=== Set of tasks ===
A - In the parc ferme column, rewrite the part that opens with the words containing "If you really" and closes with "not worth knowing.", replacing "heist movies" with "caper films".
B - List every person named with both a first and a last name in the parc ferme column, in order of first appearance.

=== Source excerpt ===
** start **

03/03/2003
FEATURE BY MIKE LAWRENCE
I have just been reading the FIA's new rules on the parc ferme and all I can say is: 'Phew!' President Max and The FIA Technical Delegate, Charlie Whiting, appear to have every angle covered.
When I look at the regulations for the parc ferme, know what I think? These rules were drawn up by cheats. You and I would not have drawn them up in such fine detail. But then our idea of cheating is to park our cars in a restricted zone for a couple of minutes and take a gamble that we can get away with it.
Just about the only thing that the new rules do not insist on is that the mechanics allowed near the car are subjected to a body search by a doctor and wear only thongs. Even that would not stop a determined cheat.
One of my great heroes is Harry Houdini and when he was building his reputation in the days when newsprint was the only mass medium, he would arrive in a country and challenge the governor of a prison to lock him in a cell. Houdini underwent a body search was locked in the cell stark naked. He had at least three methods of smuggling in the picks which he used on the locks.
If you really want to cheat, you will find a way.
Why are heist movies so popular? Who among us would not like to beat the system? Every major heist involves someone working against the best defence that the brightest brains in security can offer. Laser beams? Palm print identification? Fart and you set off an alarm?
Why do we like heist movies? We all have a sneaking regard for anyone who can buck the system. That is why Houdini became the most popular 'live' performer that the world has ever known.
From 1970 to 1977, Max Mosley ran the March Formula One team, which was effectively bankrupt from the end of 1970. He managed to do that without ever facing the harsh comments that various judges have made against Poor, Poor, Wee Tam. Max was also chief salesman for March production racing cars. What Max does not know about bagging is not worth knowing.
In 1977, Frank Williams bought a brand new March 761 from Max. Frank had just split from Walter Wolf, taking with him Patrick Head. While Patrick worked on what became the Williams FW06, the best of the pre?ground effect cars, Frank ran the March in selected F1 events for a pay driver. A March, a pay driver, a selection of races, Frank had gone back to the very bottom of the Formula One ladder.

** end **

Polygon annotations for photos:

** start **

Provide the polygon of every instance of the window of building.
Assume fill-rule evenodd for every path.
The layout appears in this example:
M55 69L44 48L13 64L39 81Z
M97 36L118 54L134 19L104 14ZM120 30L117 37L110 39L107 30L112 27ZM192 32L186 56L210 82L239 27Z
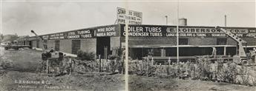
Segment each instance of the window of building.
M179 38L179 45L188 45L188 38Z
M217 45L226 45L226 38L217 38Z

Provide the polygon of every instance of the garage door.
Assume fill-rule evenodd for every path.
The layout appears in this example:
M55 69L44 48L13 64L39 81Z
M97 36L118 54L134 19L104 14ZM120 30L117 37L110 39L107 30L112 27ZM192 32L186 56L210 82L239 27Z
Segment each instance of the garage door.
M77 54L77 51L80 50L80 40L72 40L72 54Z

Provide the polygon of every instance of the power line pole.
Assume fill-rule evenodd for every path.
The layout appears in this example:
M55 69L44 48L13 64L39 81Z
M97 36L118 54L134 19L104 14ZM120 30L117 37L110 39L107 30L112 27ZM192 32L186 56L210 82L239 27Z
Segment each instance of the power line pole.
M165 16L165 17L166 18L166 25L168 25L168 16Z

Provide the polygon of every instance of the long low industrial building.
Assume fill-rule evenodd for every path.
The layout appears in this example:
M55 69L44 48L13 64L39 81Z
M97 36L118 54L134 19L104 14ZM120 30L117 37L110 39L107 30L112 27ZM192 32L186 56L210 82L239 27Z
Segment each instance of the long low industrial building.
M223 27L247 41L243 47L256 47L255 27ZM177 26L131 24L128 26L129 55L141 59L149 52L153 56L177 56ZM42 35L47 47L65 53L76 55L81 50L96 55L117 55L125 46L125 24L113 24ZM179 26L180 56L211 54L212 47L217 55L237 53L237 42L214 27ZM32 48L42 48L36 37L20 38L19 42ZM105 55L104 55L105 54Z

** end **
** start **

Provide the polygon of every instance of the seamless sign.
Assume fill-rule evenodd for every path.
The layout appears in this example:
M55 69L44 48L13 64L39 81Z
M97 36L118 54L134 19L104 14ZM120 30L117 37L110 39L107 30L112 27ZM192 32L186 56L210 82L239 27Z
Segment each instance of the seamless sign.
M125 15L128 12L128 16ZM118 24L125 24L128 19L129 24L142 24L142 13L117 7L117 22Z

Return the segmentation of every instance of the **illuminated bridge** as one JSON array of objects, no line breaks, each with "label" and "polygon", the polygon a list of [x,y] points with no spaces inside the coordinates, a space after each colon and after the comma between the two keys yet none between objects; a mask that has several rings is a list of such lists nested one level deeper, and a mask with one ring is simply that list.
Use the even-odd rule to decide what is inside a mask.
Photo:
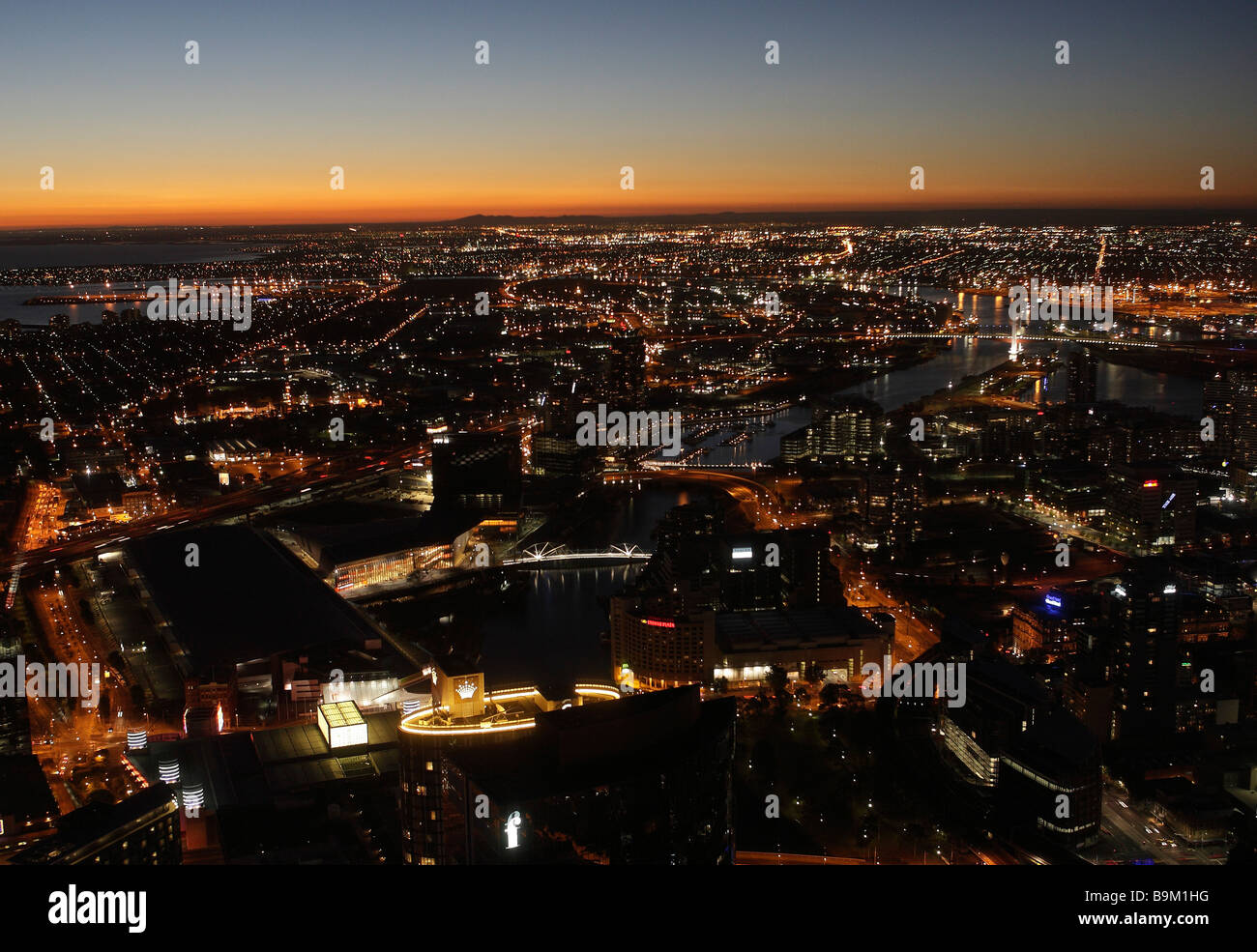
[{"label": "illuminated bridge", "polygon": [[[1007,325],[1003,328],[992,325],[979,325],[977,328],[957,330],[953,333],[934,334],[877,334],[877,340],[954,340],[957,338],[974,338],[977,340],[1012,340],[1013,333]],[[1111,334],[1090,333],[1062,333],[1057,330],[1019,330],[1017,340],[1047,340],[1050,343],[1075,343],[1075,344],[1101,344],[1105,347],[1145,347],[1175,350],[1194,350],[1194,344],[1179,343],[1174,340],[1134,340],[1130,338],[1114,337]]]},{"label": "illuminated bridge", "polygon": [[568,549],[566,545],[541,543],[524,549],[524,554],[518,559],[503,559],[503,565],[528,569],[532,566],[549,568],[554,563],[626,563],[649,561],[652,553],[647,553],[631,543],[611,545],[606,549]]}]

** end **

=== Solution list ===
A -
If you really want to cheat, you will find a way.
Why are caper films so popular? Who among us would not like to beat the system? Every major heist involves someone working against the best defence that the brightest brains in security can offer. Laser beams? Palm print identification? Fart and you set off an alarm?
Why do we like caper films? We all have a sneaking regard for anyone who can buck the system. That is why Houdini became the most popular 'live' performer that the world has ever known.
From 1970 to 1977, Max Mosley ran the March Formula One team, which was effectively bankrupt from the end of 1970. He managed to do that without ever facing the harsh comments that various judges have made against Poor, Poor, Wee Tam. Max was also chief salesman for March production racing cars. What Max does not know about bagging is not worth knowing.

B - Mike Lawrence, Charlie Whiting, Harry Houdini, Max Mosley, Frank Williams, Walter Wolf, Patrick Head